*Point localization data*
^^^^

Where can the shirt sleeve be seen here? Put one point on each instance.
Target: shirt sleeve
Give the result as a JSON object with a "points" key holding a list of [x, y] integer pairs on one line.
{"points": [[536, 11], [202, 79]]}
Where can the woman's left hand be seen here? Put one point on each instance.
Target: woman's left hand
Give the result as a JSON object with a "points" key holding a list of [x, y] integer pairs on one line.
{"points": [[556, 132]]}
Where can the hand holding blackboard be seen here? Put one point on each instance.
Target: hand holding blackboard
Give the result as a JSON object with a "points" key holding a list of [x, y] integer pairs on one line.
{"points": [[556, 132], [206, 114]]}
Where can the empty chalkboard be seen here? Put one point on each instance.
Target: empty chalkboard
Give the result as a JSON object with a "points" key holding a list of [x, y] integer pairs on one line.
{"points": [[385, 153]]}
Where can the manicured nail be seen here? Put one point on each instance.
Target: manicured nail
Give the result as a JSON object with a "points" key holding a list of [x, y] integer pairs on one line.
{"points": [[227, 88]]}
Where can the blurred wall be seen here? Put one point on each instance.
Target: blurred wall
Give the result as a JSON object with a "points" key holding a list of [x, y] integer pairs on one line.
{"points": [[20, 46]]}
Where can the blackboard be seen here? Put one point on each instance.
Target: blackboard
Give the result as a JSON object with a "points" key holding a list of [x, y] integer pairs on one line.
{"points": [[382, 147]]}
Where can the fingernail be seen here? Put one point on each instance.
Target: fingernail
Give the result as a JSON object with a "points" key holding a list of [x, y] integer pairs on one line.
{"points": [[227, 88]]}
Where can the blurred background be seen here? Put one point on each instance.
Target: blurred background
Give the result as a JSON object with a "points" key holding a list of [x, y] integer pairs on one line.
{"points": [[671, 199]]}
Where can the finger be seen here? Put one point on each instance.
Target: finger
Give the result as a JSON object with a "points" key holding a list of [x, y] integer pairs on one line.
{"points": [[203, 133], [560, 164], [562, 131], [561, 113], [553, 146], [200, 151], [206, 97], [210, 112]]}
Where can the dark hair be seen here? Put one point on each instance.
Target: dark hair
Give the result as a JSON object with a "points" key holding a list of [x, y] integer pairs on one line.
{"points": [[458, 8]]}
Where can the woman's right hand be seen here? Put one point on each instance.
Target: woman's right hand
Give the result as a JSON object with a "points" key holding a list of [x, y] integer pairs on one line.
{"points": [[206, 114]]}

^^^^

*TASK DETAILS*
How many lines in the data contain the string "empty"? Respond with the number only.

*RESPONSE BELOW*
2